I remember a time when I had no idea what was going on in the world. I barely knew who the president was. I was so buried in my own pain that I didn’t know there was a world out there. But once I started recovery everything changed. It didn’t happen overnight. At the time I was married to my third abuser and his abuse was so sadistic and so severe that at times I lost my mind. But slowly I began the journey that would take me across the bridge of recovery. Sometimes I stumbled, lost my way, made the wrong choice for a group to join or a book to read that promised me a healthy life and wound up costing me a lot of money and no help. By some miracle or by God’s guidance and a Guardian Angel I kept putting one foot in front of the other.
I started writing the story of my life, tracking the mistakes I was making in my recovery and the directions I went that turned out to be good choices. I knew there was no hope for a happy ending but I kept writing, exploring my childhood, delineating my parents and their parents. I joined a Twelve Step program called Incest Survivors Anonymous. I also joined a group called Alternatives to Domestic Violence. I read every one of John Bradshaw’s books avidly and went through three copies of his tape, Healing the Shame that Binds You. I visited my Dad’s grave and spent four hours screaming at him until my voice was raw and I was exhausted. I told him I would forgive him if he would help me get a movement started to stop child sexual abuse, if he would help me get my writing published. I worked a rigorous and honest Twelve Step program. I made myself a Magic Mirror and read it daily, sometimes hourly (read REPAIR Your Life if you want to know what a Magic Mirror is). Still embroiled in my painful addiction to a sadistic monster one day as I began to cross a busy street I saw a large van approaching. This time no one could stop me. I stepped on to the curb and as the van approached I hurled my body forward. Someone grabbed the back of my shirt and pulled me back. I felt the wind of the van as it rushed by; my feet wobbled on the curb. I was furious and turned around to give a tongue lashing to whoever had interfered. There was no one there. Stunned, I began thinking maybe I wasn’t meant to die. Maybe God had a plan for me.
Little by little, I felt myself walking across that bridge. Some days I looked down and saw dark and troubled waters that terrified me. But I knew I either had to succeed or I would die, either by my own hand or my husband’s. One day I felt an unusual feeling, hope. I began saying “no” to my husband’s brutal rapes. I spent time in a women’s shelter. I hid out in Arizona for three weeks, a poorly organized and complex plan roaming around in my brain to either end my life or find myself. I returned home to my husband but somehow had found bits and pieces of myself in my travels.

Problem details: In the recovery account, what Twelve Step program did the writer join? These entries have no connection to the recovery account.

(Extracted data entries)
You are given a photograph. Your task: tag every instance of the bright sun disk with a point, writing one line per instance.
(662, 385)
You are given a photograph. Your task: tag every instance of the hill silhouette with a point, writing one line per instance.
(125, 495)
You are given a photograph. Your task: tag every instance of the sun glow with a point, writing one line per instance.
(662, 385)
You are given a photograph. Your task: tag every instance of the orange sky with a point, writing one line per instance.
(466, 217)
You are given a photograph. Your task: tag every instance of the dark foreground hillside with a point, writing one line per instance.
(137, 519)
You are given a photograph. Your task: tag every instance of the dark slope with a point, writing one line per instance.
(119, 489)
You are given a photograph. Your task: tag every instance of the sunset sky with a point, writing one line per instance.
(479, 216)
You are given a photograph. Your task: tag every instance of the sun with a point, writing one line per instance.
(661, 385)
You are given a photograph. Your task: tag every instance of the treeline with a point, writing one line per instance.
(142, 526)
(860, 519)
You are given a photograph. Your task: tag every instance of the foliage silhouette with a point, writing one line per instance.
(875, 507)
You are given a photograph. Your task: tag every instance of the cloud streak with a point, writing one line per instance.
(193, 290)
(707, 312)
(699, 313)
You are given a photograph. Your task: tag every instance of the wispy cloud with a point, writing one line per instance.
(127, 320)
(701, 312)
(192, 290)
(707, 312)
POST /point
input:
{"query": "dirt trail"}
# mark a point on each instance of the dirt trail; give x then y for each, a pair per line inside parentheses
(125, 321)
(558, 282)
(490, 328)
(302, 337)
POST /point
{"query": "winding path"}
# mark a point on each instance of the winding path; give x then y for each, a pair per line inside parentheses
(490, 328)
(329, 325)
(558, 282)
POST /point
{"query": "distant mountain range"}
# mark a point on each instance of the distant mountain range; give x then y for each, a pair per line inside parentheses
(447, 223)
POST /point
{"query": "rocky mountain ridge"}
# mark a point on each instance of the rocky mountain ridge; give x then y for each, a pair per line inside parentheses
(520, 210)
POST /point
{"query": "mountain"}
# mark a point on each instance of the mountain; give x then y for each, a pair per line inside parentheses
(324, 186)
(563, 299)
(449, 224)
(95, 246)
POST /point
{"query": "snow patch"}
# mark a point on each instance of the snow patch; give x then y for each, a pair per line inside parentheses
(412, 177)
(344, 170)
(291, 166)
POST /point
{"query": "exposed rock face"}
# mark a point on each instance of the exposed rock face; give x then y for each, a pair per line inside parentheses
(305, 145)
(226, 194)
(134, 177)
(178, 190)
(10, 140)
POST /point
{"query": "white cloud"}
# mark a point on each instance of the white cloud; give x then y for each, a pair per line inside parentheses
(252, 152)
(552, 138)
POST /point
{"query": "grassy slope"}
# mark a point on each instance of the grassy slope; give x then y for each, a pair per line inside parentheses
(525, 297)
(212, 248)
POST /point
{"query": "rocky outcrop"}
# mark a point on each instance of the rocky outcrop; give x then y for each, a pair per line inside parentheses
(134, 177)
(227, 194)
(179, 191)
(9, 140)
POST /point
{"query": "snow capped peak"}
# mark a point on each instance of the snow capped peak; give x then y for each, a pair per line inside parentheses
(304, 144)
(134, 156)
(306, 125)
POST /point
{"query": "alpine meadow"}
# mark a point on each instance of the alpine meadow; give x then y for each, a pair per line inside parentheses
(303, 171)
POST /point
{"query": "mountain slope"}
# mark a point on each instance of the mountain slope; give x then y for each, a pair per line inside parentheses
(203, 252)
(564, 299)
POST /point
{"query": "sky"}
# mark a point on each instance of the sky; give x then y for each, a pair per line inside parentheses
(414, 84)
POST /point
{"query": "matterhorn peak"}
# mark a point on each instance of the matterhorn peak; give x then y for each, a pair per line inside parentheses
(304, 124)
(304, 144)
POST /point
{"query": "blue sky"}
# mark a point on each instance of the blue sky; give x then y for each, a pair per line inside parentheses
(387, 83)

Answer section: Incest Survivors Anonymous.